• **DOCUMENT SEGMENT**:

——

NEW YORK – Although New York is home to one of the most diverse student populations in the country, a new analysis released today reveals that the makeup of the state’s teacher workforce falls far short in representing the rich diversity of its students, leaving many students of color without access to teachers of the same race.
Despite bodies of research that show access to diverse teachers is important for all students and efforts to improve diversity across the state, this new analysis shows that between the 2018-2019 and 2021-2022 school years, New York did not move the needle on cultivating a more diverse teacher workforce.
The critical role that strong teachers, school leaders, and other professionals play in student success is central to closing gaps for students at all levels. Powerful national research reinforces the importance of highly skilled, well-trained, and diverse teachers.
Studies indicate that for students of color, having a teacher of color during their educational experience can have a positive impact on improving student performance in reading and math, increasing the likelihood that Black students are identified as gifted, reducing suspension rates, decreasing dropout rates, and improving students’ hopes of attending college.

——

• **MATERIAL SHOWN**:
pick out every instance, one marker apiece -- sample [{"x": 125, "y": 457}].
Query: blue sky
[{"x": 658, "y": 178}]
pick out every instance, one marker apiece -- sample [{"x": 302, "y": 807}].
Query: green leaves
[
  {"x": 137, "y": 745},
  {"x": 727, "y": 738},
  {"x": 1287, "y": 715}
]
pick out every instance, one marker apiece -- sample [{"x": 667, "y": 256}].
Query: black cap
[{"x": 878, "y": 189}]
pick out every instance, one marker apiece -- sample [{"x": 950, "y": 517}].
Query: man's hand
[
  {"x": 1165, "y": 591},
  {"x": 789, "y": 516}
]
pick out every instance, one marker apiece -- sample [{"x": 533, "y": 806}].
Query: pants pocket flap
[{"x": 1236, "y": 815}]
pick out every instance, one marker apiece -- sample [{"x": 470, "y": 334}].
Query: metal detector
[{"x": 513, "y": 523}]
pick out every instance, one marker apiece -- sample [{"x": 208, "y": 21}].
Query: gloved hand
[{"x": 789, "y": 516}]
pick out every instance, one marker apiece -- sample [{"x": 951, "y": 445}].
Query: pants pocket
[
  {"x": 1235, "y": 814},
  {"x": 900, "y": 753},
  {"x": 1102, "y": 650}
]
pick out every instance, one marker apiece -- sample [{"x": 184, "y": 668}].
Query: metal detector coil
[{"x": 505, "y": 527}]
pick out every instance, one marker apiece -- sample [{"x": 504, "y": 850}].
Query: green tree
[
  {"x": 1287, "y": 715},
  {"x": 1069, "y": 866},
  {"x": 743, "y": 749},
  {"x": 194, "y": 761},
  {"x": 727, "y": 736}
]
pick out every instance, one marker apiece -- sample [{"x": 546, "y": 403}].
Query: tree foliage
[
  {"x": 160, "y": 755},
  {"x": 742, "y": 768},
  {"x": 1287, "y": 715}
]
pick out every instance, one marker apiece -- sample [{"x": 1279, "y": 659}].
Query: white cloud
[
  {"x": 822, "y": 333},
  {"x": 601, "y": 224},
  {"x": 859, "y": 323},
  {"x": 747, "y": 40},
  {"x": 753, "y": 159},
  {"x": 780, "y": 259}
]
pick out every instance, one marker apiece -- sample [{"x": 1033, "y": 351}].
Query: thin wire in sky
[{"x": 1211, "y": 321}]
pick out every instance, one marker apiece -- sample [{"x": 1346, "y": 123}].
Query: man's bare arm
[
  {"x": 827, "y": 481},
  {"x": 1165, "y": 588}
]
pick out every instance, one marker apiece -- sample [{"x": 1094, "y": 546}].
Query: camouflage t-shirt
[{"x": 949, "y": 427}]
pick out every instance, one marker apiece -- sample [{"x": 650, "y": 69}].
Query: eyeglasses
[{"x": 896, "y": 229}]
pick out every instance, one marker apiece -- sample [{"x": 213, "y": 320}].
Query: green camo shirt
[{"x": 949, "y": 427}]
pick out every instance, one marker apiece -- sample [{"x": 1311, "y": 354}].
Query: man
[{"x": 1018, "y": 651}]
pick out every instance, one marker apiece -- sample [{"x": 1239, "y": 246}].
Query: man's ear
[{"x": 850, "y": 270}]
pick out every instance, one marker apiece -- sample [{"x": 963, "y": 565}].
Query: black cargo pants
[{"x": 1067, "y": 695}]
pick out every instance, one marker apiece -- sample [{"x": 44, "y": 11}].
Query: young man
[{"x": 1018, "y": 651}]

——

• **PROBLEM 1**: According to the passage on New York's teacher diversity, between which school years did the state fail to make progress on diversifying its teacher workforce?
• **PROBLEM 2**: Return the part of the passage on New York's teacher diversity from "Despite bodies of" to "and diverse teachers.", copied word for word.

• **TASK RESULT 1**: Between the 2018-2019 and 2021-2022 school years.

• **TASK RESULT 2**:
Despite bodies of research that show access to diverse teachers is important for all students and efforts to improve diversity across the state, this new analysis shows that between the 2018-2019 and 2021-2022 school years, New York did not move the needle on cultivating a more diverse teacher workforce.
The critical role that strong teachers, school leaders, and other professionals play in student success is central to closing gaps for students at all levels. Powerful national research reinforces the importance of highly skilled, well-trained, and diverse teachers.